Transcribe exactly the line that contains "Can you see the beard?" and every line after it through the end of the records, with nothing else.

Region pointing data:
------------
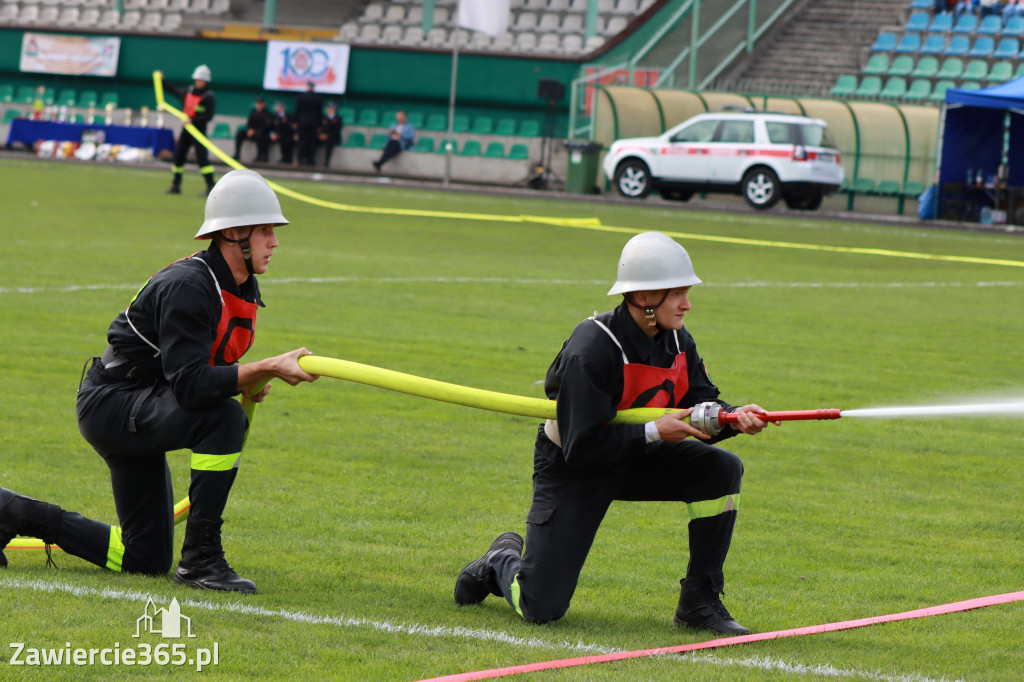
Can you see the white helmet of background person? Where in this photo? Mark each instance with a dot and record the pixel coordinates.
(202, 73)
(652, 261)
(241, 198)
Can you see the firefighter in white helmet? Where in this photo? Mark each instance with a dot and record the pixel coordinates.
(199, 104)
(167, 381)
(639, 354)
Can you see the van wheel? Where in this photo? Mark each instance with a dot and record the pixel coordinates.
(761, 187)
(633, 179)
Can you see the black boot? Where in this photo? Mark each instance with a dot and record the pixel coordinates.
(24, 516)
(700, 607)
(477, 580)
(203, 564)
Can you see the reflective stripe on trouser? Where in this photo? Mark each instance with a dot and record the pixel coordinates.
(707, 508)
(215, 462)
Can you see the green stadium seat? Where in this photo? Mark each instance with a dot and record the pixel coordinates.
(845, 86)
(66, 98)
(919, 90)
(939, 91)
(870, 86)
(482, 125)
(529, 128)
(436, 123)
(1000, 72)
(442, 145)
(424, 145)
(221, 130)
(895, 88)
(927, 67)
(901, 66)
(505, 127)
(470, 148)
(952, 68)
(976, 70)
(877, 65)
(87, 98)
(369, 118)
(519, 152)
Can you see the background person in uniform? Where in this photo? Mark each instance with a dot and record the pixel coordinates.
(257, 129)
(401, 135)
(198, 103)
(167, 381)
(283, 131)
(331, 131)
(639, 354)
(308, 116)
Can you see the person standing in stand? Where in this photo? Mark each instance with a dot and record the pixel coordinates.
(198, 103)
(308, 116)
(331, 131)
(258, 130)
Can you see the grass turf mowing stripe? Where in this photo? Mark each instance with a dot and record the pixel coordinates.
(731, 641)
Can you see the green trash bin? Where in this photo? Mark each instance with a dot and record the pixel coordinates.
(581, 175)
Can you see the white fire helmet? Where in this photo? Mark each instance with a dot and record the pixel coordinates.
(241, 198)
(652, 261)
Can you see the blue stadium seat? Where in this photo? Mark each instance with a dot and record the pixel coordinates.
(990, 26)
(983, 47)
(918, 22)
(1008, 49)
(942, 23)
(958, 46)
(910, 42)
(934, 44)
(885, 42)
(966, 24)
(1014, 27)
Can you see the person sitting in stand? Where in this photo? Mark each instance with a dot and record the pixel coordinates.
(257, 129)
(283, 131)
(330, 134)
(401, 135)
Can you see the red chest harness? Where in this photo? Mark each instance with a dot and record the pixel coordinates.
(646, 386)
(236, 329)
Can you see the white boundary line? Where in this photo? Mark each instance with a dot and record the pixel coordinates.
(545, 283)
(760, 663)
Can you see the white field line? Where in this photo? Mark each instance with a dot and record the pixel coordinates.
(269, 282)
(761, 663)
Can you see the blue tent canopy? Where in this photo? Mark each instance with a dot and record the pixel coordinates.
(973, 135)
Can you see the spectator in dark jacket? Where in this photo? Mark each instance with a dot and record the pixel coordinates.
(331, 131)
(308, 115)
(257, 129)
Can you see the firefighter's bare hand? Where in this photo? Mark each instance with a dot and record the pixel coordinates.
(673, 428)
(748, 423)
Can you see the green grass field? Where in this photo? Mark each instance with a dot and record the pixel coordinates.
(355, 507)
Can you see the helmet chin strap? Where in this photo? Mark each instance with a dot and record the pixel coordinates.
(648, 310)
(244, 247)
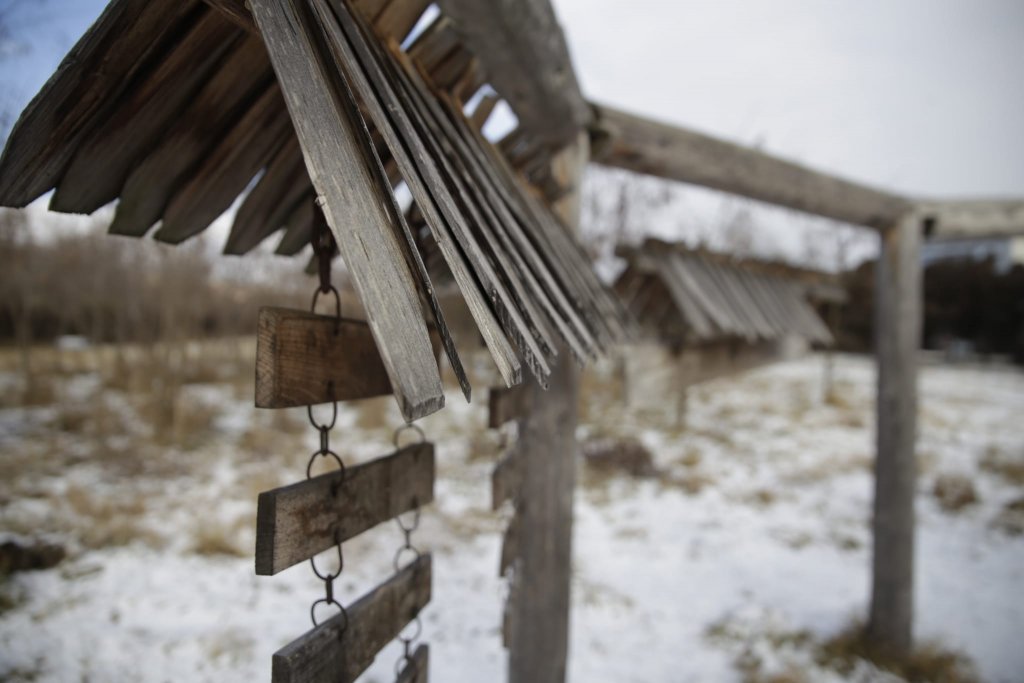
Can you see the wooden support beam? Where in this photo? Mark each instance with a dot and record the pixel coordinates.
(357, 205)
(644, 145)
(524, 57)
(339, 649)
(304, 359)
(898, 313)
(295, 522)
(973, 218)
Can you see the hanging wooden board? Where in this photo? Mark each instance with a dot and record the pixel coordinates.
(295, 522)
(418, 670)
(507, 478)
(338, 653)
(505, 404)
(303, 359)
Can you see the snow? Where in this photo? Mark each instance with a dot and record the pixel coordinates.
(751, 545)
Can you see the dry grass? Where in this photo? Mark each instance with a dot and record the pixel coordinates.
(954, 492)
(930, 662)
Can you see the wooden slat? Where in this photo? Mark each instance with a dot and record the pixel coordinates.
(345, 59)
(523, 52)
(268, 205)
(356, 206)
(335, 653)
(677, 154)
(417, 671)
(300, 228)
(96, 72)
(510, 546)
(108, 154)
(227, 170)
(304, 359)
(240, 82)
(296, 522)
(506, 479)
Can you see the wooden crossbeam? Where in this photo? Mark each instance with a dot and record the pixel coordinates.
(295, 522)
(645, 145)
(341, 648)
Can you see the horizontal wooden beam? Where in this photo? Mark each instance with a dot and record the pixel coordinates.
(644, 145)
(524, 57)
(973, 218)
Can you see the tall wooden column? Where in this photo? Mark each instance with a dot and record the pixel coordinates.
(898, 313)
(540, 617)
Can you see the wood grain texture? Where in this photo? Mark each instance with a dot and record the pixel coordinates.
(669, 152)
(210, 117)
(117, 48)
(419, 669)
(105, 157)
(333, 653)
(354, 202)
(303, 359)
(523, 52)
(295, 522)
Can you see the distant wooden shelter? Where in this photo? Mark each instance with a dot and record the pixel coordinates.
(701, 315)
(178, 108)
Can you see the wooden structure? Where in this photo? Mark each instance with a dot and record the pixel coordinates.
(702, 315)
(178, 108)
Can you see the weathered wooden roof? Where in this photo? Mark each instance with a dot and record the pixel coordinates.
(683, 295)
(178, 108)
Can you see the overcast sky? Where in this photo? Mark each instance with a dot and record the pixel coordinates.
(922, 96)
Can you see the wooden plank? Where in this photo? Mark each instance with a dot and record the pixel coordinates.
(304, 359)
(505, 404)
(266, 208)
(418, 670)
(227, 169)
(510, 546)
(105, 156)
(898, 322)
(523, 52)
(300, 228)
(240, 82)
(296, 522)
(334, 652)
(670, 152)
(118, 47)
(356, 206)
(506, 479)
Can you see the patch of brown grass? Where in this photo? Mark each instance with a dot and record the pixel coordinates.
(930, 662)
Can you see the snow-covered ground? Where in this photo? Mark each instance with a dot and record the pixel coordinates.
(750, 547)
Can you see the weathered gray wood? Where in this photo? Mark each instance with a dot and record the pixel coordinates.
(974, 218)
(510, 546)
(647, 146)
(297, 521)
(334, 653)
(523, 52)
(354, 203)
(239, 83)
(505, 404)
(108, 154)
(898, 312)
(96, 73)
(227, 169)
(417, 671)
(506, 479)
(304, 359)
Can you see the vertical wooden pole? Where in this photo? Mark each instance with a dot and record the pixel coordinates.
(898, 311)
(540, 616)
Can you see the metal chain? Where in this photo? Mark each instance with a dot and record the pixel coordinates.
(406, 658)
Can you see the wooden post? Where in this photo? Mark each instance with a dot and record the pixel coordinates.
(898, 311)
(540, 606)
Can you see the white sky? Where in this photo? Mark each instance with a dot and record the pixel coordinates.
(921, 96)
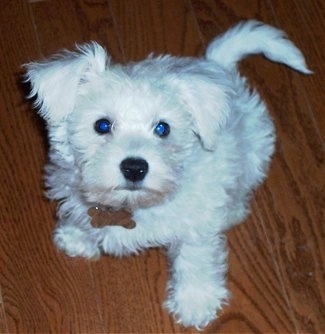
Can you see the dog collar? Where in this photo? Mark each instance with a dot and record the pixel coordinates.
(103, 216)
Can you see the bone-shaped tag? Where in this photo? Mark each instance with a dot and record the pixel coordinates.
(101, 217)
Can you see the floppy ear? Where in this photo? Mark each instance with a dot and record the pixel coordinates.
(55, 81)
(209, 104)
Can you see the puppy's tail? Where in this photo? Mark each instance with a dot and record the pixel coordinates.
(253, 37)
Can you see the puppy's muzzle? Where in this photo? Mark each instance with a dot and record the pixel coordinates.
(134, 169)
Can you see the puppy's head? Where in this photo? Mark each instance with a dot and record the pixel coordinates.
(129, 132)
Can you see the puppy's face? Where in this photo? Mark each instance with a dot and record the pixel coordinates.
(126, 132)
(130, 139)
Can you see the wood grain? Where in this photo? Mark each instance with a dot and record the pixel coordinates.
(276, 259)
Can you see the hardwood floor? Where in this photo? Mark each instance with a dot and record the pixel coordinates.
(277, 257)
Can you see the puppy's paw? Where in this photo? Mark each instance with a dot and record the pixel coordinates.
(76, 242)
(196, 306)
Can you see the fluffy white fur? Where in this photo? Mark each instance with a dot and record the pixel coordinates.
(200, 176)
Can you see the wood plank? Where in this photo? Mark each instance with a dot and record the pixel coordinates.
(42, 291)
(307, 31)
(61, 24)
(159, 26)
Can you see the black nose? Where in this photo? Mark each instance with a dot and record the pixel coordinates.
(134, 169)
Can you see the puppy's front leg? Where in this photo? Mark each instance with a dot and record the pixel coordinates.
(197, 288)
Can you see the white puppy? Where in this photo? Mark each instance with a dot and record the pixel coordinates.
(179, 142)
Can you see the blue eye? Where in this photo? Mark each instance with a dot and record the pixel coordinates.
(103, 126)
(162, 129)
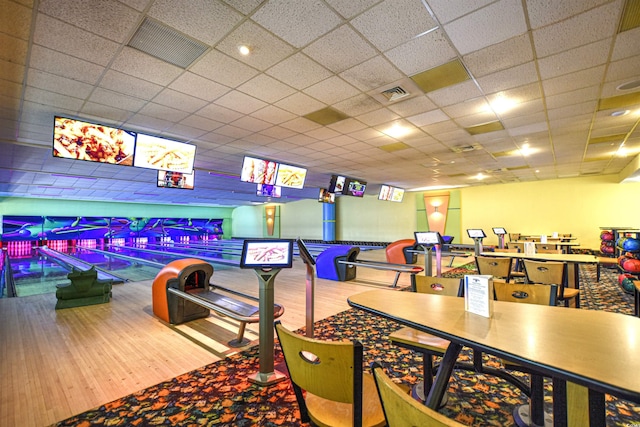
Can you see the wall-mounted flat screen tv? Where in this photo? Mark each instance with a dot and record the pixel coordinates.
(393, 194)
(291, 176)
(476, 233)
(355, 187)
(267, 253)
(259, 171)
(269, 190)
(81, 140)
(169, 179)
(153, 152)
(324, 196)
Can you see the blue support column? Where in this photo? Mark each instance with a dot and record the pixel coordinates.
(328, 222)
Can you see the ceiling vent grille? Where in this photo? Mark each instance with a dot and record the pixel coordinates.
(395, 93)
(167, 44)
(466, 148)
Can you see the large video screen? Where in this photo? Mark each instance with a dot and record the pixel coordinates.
(153, 152)
(169, 179)
(258, 171)
(393, 194)
(80, 140)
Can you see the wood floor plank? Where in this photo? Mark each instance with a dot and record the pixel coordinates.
(57, 363)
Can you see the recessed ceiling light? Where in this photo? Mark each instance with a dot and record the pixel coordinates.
(619, 113)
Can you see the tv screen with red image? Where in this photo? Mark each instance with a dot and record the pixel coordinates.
(81, 140)
(169, 179)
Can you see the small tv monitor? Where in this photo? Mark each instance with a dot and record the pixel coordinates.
(428, 238)
(267, 253)
(476, 233)
(304, 253)
(80, 140)
(268, 190)
(393, 194)
(168, 179)
(291, 176)
(324, 196)
(336, 185)
(259, 171)
(153, 152)
(355, 187)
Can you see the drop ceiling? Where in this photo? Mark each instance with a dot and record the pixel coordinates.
(475, 85)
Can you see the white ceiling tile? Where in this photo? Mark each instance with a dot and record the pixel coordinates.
(299, 22)
(492, 24)
(203, 20)
(300, 104)
(394, 22)
(240, 102)
(434, 50)
(146, 67)
(73, 41)
(545, 12)
(266, 49)
(223, 69)
(332, 90)
(510, 78)
(588, 27)
(574, 60)
(64, 65)
(340, 49)
(198, 86)
(372, 74)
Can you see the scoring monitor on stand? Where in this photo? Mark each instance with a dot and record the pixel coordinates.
(477, 234)
(500, 232)
(429, 240)
(267, 257)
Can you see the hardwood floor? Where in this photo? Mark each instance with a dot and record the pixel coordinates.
(57, 363)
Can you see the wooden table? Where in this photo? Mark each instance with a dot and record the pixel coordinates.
(572, 260)
(595, 352)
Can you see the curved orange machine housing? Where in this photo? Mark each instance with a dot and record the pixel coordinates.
(395, 251)
(178, 270)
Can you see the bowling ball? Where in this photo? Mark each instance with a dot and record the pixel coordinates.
(606, 235)
(627, 285)
(632, 265)
(631, 245)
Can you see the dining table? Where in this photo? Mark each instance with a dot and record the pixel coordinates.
(594, 352)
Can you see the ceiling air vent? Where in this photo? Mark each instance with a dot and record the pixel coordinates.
(466, 148)
(167, 44)
(395, 93)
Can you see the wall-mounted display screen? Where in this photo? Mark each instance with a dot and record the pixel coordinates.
(355, 187)
(267, 253)
(269, 190)
(324, 196)
(428, 238)
(171, 179)
(291, 176)
(258, 171)
(476, 233)
(393, 194)
(153, 152)
(80, 140)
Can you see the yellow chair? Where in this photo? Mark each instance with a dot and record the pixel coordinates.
(499, 268)
(423, 342)
(528, 294)
(552, 272)
(328, 381)
(400, 410)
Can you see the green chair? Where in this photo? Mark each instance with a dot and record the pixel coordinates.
(85, 289)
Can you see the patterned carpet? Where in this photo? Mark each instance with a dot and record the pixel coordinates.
(219, 394)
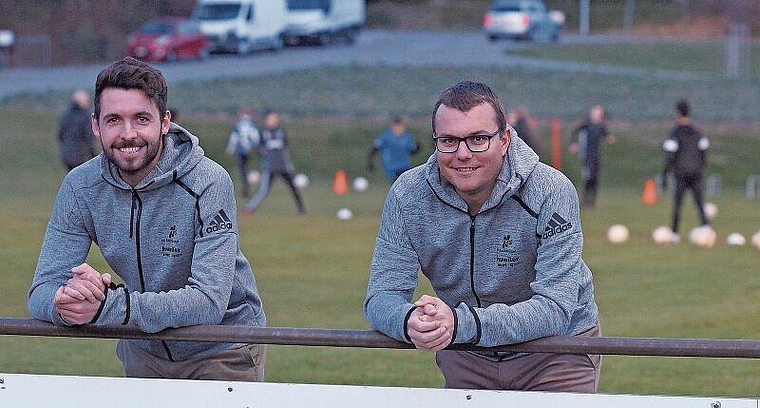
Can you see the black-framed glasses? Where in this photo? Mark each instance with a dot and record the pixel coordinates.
(475, 143)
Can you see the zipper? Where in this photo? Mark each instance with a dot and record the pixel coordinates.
(472, 260)
(135, 226)
(134, 231)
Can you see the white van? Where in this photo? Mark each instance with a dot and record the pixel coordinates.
(322, 21)
(242, 26)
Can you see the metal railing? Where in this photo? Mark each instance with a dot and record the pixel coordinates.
(624, 346)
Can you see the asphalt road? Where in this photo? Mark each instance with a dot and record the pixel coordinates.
(374, 47)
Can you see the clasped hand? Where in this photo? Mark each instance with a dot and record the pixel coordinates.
(79, 300)
(431, 324)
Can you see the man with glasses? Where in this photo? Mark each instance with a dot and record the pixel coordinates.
(498, 235)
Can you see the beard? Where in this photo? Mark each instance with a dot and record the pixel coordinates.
(134, 165)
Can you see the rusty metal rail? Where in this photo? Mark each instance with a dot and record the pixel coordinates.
(626, 346)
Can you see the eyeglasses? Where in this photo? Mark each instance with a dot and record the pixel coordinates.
(475, 143)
------------
Expected output:
Can you see the beard? Where in this photo? Mark each instance with a dot and record the pixel coordinates.
(134, 165)
Can you see the rusty metal rail? Where in this photo? Mark each instance with a dot and record the pixel coordinates.
(626, 346)
Can you see the eyeglasses? Where in this photo? Mark each instance with a dot and record the pixel coordinates.
(475, 143)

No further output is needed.